begin

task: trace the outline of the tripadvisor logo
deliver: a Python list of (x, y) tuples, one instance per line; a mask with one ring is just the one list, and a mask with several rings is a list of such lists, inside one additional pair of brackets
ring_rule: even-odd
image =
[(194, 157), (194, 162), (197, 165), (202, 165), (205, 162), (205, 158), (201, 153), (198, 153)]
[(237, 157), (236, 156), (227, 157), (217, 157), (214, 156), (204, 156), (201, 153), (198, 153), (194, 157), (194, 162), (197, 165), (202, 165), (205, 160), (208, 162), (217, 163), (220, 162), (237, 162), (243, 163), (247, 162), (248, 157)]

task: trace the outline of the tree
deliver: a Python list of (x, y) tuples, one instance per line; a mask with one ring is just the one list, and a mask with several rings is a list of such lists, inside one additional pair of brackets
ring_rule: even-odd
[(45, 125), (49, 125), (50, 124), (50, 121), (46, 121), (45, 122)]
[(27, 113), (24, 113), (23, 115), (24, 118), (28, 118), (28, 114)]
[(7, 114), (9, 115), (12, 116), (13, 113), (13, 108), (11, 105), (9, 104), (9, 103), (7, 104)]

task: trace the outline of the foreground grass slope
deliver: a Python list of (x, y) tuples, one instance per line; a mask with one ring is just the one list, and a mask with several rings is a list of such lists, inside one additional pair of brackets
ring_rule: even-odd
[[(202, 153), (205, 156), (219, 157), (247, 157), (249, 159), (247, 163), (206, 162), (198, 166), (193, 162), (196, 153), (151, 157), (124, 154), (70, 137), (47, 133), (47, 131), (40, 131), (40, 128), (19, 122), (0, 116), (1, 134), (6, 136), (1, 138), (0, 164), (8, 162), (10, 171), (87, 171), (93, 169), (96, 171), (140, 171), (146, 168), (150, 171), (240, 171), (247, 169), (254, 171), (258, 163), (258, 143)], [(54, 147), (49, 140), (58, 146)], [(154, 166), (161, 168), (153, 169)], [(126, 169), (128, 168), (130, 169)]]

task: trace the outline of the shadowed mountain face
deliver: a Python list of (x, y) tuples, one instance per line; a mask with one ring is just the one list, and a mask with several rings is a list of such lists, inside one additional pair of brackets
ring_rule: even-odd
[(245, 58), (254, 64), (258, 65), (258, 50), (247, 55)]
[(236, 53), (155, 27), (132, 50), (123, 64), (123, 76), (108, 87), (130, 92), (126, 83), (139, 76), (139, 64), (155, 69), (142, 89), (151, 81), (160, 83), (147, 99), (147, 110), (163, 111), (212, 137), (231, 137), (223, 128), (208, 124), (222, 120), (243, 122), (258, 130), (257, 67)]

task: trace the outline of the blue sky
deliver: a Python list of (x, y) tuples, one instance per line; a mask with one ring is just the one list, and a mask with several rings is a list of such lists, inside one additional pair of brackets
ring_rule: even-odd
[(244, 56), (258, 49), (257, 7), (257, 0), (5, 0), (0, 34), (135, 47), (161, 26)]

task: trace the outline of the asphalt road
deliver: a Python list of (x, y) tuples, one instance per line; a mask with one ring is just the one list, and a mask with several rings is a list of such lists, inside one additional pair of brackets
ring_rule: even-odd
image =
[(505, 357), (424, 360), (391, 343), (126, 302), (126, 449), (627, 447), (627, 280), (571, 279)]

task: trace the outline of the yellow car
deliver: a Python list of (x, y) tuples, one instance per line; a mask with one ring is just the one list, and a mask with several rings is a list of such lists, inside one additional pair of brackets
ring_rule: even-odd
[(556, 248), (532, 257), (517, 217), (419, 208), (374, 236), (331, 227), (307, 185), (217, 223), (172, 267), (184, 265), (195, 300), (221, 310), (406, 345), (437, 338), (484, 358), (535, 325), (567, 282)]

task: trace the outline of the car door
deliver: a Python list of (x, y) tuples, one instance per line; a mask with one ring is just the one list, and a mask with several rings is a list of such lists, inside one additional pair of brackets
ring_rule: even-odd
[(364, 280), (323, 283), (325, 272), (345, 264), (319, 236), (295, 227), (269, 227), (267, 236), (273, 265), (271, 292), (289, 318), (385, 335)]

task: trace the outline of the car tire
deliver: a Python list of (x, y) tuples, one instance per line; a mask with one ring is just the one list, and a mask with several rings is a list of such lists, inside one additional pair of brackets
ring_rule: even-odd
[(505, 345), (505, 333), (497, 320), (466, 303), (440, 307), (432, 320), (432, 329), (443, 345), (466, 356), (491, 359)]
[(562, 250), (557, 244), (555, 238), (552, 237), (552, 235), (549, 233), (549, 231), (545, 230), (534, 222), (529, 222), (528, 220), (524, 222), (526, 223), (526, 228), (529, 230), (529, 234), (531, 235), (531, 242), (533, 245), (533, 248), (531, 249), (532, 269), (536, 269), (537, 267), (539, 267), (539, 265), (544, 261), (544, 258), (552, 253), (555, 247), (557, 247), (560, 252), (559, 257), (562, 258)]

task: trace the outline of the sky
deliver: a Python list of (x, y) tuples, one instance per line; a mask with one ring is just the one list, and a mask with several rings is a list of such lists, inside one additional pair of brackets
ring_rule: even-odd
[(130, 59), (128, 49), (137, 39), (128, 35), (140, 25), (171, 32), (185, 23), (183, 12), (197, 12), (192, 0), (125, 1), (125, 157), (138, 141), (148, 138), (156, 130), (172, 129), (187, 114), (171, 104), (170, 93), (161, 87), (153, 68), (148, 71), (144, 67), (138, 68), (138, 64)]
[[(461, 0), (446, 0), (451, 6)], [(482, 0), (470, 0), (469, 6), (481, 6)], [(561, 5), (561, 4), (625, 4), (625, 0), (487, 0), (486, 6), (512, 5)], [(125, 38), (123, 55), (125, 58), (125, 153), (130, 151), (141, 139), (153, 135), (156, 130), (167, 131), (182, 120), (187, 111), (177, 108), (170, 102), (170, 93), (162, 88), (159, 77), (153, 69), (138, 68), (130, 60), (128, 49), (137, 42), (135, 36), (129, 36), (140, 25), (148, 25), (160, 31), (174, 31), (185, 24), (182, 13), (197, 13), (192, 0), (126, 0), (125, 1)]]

end

Directions:
Write out the lines from the first one through the line containing "162), (248, 157)]", putting "contour" in place of "outline" and changing nothing else.

Exercise solution:
task: trace the contour of the tripadvisor logo
deliver: a Python list of (x, y) tuples, one instance per line; a mask with one ring is just the one list, and a mask with several rings is a list of such lists, inside one additional pair of brackets
ring_rule: even-odd
image =
[(194, 157), (194, 162), (197, 165), (202, 165), (205, 162), (205, 158), (201, 153), (198, 153)]
[(237, 157), (236, 156), (227, 157), (217, 157), (214, 156), (204, 156), (201, 153), (198, 153), (194, 157), (194, 162), (197, 165), (202, 165), (205, 160), (208, 162), (217, 163), (220, 162), (237, 162), (243, 163), (247, 162), (248, 157)]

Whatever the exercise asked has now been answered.